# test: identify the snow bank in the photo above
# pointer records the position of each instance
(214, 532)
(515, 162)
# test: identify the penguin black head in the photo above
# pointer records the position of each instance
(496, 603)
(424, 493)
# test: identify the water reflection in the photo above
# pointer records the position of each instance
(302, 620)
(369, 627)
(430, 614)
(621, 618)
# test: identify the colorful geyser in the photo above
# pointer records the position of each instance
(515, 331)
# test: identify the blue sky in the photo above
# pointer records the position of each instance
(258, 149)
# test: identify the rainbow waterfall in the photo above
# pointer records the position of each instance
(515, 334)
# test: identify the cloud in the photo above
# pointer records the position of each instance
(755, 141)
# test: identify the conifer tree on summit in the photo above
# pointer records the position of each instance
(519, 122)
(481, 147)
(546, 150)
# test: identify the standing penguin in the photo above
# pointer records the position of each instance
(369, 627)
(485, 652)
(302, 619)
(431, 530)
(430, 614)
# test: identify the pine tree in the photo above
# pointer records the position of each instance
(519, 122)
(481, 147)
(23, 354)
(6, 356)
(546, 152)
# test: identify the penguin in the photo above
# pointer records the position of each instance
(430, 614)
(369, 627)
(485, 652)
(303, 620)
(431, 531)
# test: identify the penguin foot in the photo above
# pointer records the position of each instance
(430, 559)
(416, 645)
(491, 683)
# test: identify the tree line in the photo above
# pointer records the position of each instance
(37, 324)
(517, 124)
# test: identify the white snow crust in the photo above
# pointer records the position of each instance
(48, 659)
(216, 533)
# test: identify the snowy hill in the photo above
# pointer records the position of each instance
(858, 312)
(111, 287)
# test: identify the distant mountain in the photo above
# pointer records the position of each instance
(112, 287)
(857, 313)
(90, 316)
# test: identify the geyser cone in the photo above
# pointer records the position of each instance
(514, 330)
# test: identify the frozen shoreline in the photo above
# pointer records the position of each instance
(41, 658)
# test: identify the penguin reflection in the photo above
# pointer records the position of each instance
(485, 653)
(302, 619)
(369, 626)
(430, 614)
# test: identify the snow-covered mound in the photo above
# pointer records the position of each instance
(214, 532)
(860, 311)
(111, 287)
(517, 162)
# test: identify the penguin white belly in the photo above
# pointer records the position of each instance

YOUR OBJECTIVE -
Where does the string "white" appear in the records above? Return every line that holds it.

OUTPUT BELOW -
# test: identify the white snow crust in the photo above
# test: identify the penguin white belly in the photo above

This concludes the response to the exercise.